◆ **WHAT YOU WILL DO**
Of the entries below, return exactly those lines that fall between the one containing "Where can the purple" and the one containing "Where can the player's", the two end lines included.

##### PROVIDED DATA #####

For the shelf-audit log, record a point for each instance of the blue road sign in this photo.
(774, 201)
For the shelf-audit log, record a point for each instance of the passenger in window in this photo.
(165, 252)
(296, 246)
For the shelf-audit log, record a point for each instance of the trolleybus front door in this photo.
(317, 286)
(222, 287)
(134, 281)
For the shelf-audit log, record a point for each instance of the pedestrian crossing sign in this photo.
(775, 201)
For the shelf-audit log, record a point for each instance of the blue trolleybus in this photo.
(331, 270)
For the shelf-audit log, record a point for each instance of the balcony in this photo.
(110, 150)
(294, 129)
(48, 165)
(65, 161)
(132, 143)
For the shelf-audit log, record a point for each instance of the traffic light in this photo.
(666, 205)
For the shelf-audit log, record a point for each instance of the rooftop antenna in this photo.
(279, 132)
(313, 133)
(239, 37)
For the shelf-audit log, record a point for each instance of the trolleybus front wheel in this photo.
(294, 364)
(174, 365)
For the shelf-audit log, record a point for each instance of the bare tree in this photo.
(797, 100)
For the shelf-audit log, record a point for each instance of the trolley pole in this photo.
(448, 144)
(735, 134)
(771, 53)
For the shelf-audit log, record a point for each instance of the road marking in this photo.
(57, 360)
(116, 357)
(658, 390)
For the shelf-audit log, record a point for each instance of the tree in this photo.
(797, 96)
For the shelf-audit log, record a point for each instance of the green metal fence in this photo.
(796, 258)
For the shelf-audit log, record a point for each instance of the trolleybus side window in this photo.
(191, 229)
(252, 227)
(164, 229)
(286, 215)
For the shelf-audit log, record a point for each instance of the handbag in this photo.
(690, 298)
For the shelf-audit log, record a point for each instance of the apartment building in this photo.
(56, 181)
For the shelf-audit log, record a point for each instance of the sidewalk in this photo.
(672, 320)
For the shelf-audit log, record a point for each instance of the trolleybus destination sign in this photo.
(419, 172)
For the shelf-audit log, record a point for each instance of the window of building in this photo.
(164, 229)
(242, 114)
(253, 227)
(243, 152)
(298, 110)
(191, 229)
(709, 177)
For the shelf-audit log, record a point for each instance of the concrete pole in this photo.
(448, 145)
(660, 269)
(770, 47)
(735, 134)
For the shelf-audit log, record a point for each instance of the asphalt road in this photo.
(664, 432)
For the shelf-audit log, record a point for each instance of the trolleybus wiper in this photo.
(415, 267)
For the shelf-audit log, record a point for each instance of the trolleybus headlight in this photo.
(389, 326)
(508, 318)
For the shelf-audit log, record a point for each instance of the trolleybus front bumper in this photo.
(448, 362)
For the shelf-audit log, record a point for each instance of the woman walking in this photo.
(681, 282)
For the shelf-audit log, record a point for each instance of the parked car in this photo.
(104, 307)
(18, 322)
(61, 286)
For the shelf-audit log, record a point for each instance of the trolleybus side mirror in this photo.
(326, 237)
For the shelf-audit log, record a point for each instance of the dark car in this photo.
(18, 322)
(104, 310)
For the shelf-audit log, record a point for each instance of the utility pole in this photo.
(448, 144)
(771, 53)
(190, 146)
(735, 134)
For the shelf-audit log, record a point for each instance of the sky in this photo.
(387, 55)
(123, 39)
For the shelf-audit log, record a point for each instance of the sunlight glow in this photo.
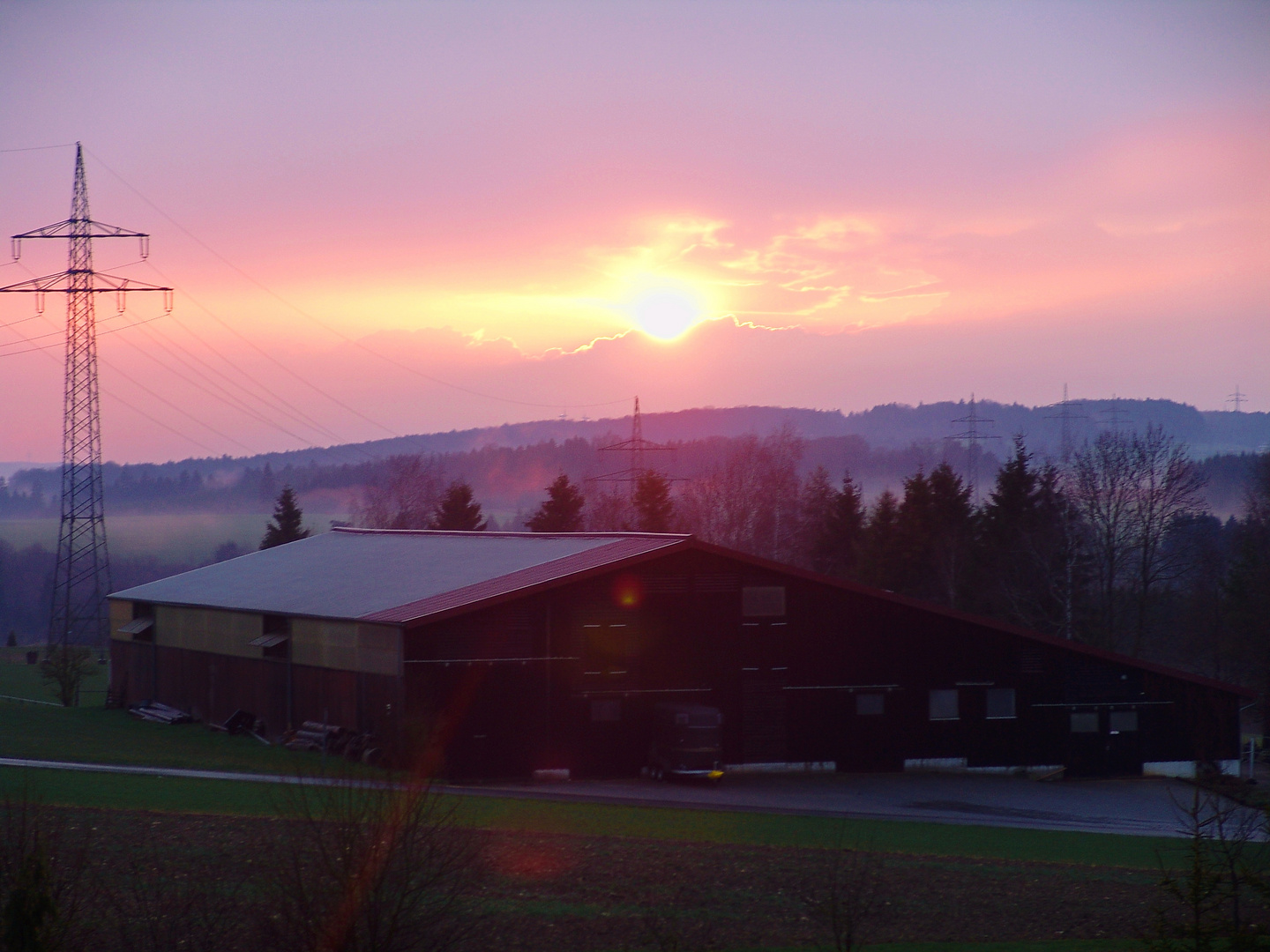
(669, 311)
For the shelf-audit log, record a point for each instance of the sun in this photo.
(666, 312)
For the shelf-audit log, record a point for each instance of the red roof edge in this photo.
(531, 580)
(1080, 648)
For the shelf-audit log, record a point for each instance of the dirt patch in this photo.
(606, 893)
(562, 893)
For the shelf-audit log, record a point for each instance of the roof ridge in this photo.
(361, 531)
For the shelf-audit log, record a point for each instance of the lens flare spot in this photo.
(628, 591)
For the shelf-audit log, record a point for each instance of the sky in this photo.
(386, 219)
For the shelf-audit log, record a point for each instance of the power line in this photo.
(331, 329)
(120, 398)
(37, 149)
(280, 365)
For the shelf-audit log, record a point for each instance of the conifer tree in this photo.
(458, 510)
(562, 510)
(654, 509)
(288, 518)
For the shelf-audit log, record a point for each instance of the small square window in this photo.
(944, 704)
(762, 600)
(870, 704)
(1085, 723)
(606, 711)
(1001, 703)
(1120, 721)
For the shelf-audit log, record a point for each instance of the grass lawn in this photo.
(187, 795)
(92, 734)
(1042, 946)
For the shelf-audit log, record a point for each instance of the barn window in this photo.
(870, 704)
(606, 711)
(762, 600)
(1001, 703)
(944, 704)
(1085, 723)
(1120, 721)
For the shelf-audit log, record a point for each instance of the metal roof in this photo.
(392, 576)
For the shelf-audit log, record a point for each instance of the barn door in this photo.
(764, 677)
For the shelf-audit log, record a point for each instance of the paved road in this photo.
(1133, 807)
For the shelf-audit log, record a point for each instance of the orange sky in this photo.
(826, 206)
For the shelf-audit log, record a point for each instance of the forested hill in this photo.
(510, 465)
(885, 427)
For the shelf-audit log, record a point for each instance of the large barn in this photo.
(517, 651)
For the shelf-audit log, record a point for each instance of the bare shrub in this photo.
(173, 894)
(65, 666)
(406, 495)
(370, 867)
(845, 897)
(43, 861)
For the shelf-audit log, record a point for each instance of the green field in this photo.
(176, 537)
(92, 734)
(235, 798)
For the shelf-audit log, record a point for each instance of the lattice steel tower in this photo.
(83, 574)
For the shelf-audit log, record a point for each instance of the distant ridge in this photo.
(884, 427)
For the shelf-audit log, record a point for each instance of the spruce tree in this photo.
(458, 510)
(288, 517)
(654, 510)
(562, 510)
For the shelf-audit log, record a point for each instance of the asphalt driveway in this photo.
(1133, 805)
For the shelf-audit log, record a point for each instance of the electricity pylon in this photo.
(637, 446)
(81, 577)
(973, 437)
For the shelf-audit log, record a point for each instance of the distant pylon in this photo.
(637, 446)
(972, 435)
(81, 577)
(1065, 418)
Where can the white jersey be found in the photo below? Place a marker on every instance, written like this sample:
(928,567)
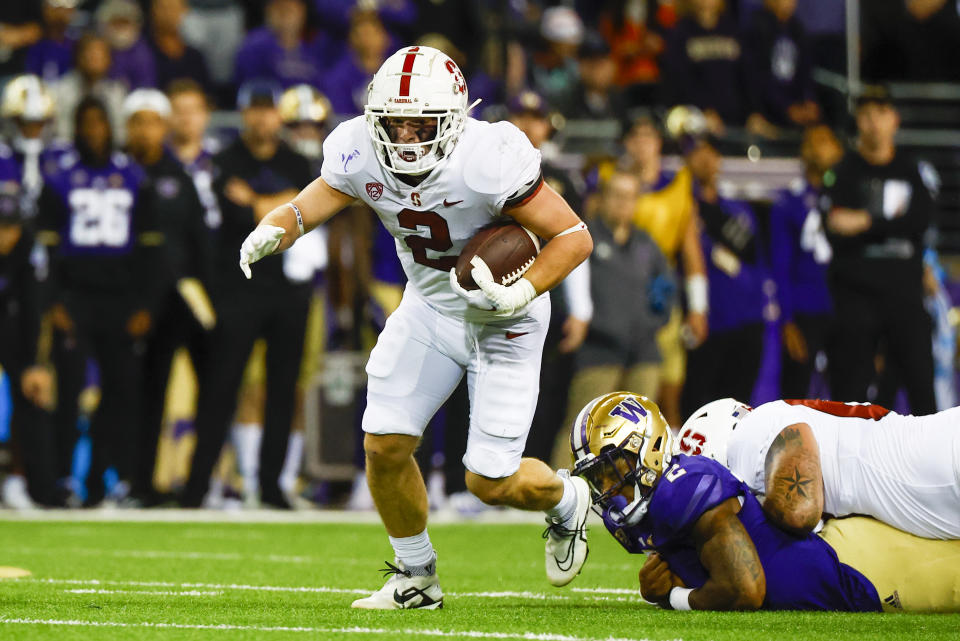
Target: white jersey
(492,165)
(902,470)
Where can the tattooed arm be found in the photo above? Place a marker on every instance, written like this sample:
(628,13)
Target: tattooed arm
(737,581)
(793,481)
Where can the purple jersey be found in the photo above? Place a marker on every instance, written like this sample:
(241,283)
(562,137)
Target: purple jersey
(799,252)
(801,573)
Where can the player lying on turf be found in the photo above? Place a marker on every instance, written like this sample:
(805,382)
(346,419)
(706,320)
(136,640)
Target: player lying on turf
(713,547)
(435,177)
(811,457)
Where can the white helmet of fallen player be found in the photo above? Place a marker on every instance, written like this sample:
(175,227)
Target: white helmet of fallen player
(417,84)
(707,431)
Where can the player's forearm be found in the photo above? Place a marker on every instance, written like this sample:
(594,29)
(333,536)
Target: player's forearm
(263,204)
(316,202)
(736,578)
(559,257)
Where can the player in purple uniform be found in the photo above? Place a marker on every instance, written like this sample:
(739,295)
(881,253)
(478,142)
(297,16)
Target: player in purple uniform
(711,547)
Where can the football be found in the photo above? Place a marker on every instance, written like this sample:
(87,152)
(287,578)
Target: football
(508,249)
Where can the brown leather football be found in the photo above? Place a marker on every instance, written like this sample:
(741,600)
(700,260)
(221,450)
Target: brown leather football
(508,249)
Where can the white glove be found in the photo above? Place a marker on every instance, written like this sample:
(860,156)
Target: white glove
(475,298)
(508,299)
(261,242)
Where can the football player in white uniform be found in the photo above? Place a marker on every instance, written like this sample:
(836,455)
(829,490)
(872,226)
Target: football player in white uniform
(435,177)
(810,457)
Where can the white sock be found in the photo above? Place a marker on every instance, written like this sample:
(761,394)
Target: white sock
(291,463)
(567,507)
(414,551)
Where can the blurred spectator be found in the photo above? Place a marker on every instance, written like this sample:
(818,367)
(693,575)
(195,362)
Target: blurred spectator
(104,250)
(462,23)
(31,385)
(182,310)
(398,16)
(121,23)
(597,96)
(174,58)
(189,118)
(666,211)
(553,66)
(635,31)
(216,29)
(28,106)
(19,28)
(571,307)
(799,256)
(727,362)
(52,56)
(780,64)
(88,78)
(704,65)
(879,208)
(279,51)
(252,176)
(483,86)
(345,84)
(632,291)
(911,40)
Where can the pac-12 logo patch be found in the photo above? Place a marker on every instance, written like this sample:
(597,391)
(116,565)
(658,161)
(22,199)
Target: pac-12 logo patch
(374,190)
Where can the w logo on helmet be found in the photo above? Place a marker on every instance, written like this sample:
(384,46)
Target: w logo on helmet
(374,190)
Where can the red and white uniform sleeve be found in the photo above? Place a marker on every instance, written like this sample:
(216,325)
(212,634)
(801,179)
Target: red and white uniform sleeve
(341,155)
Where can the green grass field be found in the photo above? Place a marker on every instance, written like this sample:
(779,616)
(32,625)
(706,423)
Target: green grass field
(277,581)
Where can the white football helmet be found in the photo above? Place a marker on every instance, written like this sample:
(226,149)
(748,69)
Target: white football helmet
(26,97)
(417,82)
(707,431)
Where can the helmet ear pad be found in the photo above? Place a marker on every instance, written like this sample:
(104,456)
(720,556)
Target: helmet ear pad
(416,82)
(621,437)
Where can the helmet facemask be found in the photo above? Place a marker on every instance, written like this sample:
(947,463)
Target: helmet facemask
(416,82)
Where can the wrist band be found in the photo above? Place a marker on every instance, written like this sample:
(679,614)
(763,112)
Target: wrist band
(680,598)
(296,210)
(697,297)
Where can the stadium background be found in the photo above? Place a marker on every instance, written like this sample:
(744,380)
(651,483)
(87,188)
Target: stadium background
(507,48)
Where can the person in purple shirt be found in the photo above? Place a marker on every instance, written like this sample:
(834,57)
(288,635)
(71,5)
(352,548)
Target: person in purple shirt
(121,22)
(52,56)
(727,362)
(279,51)
(104,246)
(799,255)
(709,544)
(346,83)
(174,58)
(780,66)
(703,65)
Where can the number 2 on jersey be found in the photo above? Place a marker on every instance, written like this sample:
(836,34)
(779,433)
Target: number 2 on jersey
(674,472)
(438,240)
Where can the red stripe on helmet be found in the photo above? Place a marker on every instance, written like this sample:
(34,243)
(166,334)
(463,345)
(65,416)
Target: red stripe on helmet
(407,70)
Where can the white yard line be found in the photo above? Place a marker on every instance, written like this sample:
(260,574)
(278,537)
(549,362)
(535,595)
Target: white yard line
(460,634)
(591,594)
(147,592)
(440,517)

#####

◆ **REPLY TO THE EXERCISE**
Where can the purple jersey be found in the photo above? Place a marker on every instance, written like this sample:
(241,283)
(562,137)
Target: purple jersey
(799,252)
(801,573)
Where can the player lying on turf be found in the photo above? Place a marker on every instance, written like this sample:
(805,382)
(346,419)
(706,320)
(136,640)
Target: player lying on turf
(713,547)
(435,177)
(811,457)
Where can the white helmet of fallen player be found in the photo above? Place a marker on every instance, written like this sample:
(175,227)
Target: white helmet of fallen player
(417,84)
(707,431)
Where can the player's forearm be found in the photo above? Place a marker on every instance, written like this sample:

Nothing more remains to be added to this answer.